Exercise: How many lines below hold "silhouetted"? Answer with only the number.

Data shown:
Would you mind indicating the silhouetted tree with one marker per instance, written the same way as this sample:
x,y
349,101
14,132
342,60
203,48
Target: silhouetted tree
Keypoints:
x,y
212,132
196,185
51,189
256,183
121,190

The completed task: 2